What you have to do — Copy the lines below, starting at the line with "In the photograph above, where can the logo" and continuing through the last line. Change every "t-shirt" to "shirt" and leave everything else as it is.

Records to use —
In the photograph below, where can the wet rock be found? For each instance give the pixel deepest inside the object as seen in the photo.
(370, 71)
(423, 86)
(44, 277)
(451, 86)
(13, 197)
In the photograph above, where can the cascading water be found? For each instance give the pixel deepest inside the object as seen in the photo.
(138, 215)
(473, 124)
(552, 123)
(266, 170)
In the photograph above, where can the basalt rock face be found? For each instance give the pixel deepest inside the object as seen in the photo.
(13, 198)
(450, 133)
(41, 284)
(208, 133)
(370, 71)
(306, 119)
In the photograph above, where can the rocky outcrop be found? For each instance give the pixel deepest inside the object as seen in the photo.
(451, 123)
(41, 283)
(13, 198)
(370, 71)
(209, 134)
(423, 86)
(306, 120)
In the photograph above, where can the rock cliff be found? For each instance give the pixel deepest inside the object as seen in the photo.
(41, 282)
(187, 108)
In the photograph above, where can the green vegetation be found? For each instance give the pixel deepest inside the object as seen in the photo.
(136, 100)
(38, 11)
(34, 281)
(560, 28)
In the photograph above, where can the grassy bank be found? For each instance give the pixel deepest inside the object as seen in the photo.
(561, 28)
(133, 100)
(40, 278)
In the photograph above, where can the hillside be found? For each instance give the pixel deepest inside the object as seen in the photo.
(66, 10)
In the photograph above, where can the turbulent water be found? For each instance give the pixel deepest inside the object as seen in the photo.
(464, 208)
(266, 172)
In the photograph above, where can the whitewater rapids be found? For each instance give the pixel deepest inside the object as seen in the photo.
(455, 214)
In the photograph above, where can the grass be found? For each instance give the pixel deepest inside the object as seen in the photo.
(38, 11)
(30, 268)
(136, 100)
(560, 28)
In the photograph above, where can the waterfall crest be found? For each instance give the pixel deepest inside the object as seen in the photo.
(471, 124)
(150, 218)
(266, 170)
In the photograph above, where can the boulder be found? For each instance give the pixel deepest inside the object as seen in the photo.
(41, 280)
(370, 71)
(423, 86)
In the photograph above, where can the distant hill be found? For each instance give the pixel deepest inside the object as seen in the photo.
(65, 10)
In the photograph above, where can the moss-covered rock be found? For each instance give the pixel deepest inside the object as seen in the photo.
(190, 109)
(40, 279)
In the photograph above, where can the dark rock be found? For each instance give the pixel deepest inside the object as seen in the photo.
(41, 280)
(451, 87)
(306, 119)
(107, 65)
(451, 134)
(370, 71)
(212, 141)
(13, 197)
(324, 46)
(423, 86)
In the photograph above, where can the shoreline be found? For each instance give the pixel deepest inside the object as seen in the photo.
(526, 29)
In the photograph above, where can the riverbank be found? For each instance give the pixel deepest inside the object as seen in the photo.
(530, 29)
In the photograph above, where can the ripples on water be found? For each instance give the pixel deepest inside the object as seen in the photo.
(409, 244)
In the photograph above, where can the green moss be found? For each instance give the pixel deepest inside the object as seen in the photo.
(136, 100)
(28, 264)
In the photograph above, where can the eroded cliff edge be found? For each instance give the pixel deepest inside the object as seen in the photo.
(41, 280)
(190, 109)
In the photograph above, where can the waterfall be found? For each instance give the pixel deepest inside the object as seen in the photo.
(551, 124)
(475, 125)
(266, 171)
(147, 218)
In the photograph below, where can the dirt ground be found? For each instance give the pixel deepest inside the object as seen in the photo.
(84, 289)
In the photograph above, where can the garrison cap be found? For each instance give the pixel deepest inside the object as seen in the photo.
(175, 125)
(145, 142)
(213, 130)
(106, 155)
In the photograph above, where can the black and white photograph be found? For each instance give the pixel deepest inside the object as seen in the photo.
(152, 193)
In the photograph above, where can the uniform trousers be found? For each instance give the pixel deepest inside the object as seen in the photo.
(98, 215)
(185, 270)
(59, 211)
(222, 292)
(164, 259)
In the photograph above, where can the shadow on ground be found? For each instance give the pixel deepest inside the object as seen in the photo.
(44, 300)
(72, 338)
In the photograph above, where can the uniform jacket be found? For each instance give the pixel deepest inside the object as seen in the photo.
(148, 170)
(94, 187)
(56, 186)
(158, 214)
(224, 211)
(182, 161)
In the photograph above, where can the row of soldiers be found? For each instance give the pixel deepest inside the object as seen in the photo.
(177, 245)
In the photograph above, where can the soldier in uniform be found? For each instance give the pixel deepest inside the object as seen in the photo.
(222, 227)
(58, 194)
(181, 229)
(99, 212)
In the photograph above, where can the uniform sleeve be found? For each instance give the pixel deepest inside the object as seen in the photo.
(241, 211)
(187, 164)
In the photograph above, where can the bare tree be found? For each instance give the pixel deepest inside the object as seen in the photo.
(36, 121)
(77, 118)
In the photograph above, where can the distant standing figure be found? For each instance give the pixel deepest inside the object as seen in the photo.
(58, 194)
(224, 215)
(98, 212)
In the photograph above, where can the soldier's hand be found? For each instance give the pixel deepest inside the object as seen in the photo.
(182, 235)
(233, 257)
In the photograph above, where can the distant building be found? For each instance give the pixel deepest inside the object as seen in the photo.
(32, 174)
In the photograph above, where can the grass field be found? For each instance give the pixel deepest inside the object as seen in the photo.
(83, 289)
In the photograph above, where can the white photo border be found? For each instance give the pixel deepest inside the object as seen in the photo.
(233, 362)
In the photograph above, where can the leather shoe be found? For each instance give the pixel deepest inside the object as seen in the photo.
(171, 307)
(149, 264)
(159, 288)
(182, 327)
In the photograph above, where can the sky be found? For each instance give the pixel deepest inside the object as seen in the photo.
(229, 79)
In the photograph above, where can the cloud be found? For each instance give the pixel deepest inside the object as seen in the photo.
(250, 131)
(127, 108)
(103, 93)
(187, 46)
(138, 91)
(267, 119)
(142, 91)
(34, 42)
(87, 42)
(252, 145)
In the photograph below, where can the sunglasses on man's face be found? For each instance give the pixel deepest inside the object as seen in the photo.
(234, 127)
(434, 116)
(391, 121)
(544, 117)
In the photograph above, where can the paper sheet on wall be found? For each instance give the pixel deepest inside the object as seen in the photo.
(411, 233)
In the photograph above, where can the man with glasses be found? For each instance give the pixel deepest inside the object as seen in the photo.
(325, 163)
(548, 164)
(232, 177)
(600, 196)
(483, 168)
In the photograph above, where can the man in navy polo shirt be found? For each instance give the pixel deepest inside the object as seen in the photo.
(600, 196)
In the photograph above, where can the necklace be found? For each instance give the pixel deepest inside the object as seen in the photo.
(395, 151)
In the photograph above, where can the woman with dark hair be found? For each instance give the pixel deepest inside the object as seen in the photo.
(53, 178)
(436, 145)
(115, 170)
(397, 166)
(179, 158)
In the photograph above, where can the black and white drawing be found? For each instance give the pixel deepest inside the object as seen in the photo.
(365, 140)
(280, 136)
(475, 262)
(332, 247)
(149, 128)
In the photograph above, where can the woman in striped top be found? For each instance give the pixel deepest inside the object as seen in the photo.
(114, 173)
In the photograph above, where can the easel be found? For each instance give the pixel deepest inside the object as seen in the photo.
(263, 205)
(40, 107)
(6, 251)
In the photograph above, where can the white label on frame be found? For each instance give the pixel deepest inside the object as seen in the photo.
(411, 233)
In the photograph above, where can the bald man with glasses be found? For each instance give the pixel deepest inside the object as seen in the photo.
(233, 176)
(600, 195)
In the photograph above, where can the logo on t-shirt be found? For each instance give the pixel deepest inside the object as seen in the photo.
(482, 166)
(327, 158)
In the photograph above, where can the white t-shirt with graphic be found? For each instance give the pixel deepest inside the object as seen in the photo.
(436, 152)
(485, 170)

Exercise solution —
In the photograph above, where can the logo on shirt be found? For each instance give the pixel deepest inside the object as seen in the photo.
(482, 166)
(327, 158)
In the photograph above, where can the white shirt with graphic be found? For each instance give the pixel deepest inside the object as seen in the photo.
(436, 152)
(485, 170)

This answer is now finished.